>>>
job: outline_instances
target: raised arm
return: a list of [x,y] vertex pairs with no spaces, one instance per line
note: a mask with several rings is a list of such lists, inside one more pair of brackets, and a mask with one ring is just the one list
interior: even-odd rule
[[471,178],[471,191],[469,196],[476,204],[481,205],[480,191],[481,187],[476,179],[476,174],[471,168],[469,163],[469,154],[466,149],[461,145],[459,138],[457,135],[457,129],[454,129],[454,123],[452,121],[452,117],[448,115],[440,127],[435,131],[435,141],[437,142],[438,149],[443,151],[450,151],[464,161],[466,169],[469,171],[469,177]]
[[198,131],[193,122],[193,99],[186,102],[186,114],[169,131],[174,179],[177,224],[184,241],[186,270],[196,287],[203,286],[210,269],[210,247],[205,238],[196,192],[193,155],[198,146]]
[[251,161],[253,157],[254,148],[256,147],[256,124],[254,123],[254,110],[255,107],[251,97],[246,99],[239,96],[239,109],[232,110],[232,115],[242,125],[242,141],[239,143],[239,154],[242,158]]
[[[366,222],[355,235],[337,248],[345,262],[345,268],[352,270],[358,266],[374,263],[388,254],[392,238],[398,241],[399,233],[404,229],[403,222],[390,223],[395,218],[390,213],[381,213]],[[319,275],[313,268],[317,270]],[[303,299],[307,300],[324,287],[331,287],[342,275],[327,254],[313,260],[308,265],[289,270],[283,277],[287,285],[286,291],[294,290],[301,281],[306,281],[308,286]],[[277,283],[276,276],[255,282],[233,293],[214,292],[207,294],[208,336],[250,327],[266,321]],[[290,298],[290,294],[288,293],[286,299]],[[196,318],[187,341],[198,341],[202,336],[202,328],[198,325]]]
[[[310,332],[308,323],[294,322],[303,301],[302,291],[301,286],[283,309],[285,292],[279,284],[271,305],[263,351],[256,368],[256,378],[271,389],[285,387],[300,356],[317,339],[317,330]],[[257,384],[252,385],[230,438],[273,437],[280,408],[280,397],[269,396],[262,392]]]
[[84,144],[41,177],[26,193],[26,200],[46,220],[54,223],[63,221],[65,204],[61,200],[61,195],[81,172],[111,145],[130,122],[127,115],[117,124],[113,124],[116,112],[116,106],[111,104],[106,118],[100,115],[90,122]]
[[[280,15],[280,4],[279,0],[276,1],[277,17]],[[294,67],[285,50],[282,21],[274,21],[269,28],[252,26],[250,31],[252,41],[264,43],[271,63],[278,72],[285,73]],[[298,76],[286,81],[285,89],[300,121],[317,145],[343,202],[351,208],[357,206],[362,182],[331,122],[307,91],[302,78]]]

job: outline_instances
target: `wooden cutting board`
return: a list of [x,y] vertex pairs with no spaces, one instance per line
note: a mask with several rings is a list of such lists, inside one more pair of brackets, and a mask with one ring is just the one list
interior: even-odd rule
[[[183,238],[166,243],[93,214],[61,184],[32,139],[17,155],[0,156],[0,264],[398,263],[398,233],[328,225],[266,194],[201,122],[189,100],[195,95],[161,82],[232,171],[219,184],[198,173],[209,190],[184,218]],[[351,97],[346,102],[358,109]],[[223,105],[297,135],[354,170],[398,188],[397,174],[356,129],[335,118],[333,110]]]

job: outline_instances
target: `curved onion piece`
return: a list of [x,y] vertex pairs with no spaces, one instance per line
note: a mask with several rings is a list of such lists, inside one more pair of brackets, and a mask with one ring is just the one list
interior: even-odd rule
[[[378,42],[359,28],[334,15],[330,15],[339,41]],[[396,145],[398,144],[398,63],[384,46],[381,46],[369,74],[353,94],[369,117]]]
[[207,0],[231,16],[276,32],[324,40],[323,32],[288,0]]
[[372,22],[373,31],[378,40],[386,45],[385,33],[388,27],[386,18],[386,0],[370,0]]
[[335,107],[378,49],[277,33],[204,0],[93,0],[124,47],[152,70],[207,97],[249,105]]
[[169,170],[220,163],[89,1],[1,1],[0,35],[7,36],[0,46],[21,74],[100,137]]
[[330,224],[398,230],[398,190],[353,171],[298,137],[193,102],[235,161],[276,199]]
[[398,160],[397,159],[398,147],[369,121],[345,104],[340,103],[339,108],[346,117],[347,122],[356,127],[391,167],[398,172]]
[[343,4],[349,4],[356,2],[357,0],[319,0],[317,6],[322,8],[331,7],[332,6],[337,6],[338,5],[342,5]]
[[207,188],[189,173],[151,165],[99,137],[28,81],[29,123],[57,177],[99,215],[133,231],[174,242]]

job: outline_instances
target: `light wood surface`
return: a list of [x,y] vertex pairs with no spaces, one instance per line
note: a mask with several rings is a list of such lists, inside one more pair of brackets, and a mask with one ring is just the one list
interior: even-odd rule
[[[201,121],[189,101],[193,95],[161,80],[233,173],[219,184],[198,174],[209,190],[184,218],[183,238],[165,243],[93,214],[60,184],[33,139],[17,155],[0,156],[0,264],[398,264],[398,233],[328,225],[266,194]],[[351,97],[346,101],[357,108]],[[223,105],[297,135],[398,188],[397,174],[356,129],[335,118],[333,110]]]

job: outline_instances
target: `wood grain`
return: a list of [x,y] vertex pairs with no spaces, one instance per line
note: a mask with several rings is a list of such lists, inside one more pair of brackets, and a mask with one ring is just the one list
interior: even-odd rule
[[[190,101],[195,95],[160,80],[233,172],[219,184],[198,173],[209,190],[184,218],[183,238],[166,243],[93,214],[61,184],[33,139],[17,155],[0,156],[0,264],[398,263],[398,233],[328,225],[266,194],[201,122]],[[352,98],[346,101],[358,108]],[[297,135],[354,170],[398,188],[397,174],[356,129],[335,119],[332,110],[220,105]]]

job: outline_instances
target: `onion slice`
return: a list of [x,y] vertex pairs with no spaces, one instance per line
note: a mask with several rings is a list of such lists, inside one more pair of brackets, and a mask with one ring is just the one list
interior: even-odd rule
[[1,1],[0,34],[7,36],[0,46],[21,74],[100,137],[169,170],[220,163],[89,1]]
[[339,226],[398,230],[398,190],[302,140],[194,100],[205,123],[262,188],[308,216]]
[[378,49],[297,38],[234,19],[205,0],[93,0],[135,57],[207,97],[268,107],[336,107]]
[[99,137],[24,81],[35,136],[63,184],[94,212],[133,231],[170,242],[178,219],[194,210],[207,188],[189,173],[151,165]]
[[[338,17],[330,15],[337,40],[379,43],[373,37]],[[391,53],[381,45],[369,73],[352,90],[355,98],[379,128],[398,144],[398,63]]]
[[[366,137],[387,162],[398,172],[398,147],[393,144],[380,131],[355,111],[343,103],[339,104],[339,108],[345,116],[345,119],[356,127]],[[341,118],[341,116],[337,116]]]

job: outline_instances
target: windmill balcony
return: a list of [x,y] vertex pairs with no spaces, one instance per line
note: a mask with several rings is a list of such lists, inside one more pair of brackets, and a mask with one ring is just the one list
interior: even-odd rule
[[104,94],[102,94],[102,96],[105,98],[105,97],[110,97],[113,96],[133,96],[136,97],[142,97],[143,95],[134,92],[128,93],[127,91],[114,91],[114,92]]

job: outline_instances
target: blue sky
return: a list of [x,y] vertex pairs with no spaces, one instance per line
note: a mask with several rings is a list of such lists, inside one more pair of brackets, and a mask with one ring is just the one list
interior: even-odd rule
<<<
▶ [REQUIRED TASK] From the listing above, pick out every line that contains the string "onion", matching case exactly.

▶ [FINAL RESULT]
target: `curved onion piece`
target: `onion slice`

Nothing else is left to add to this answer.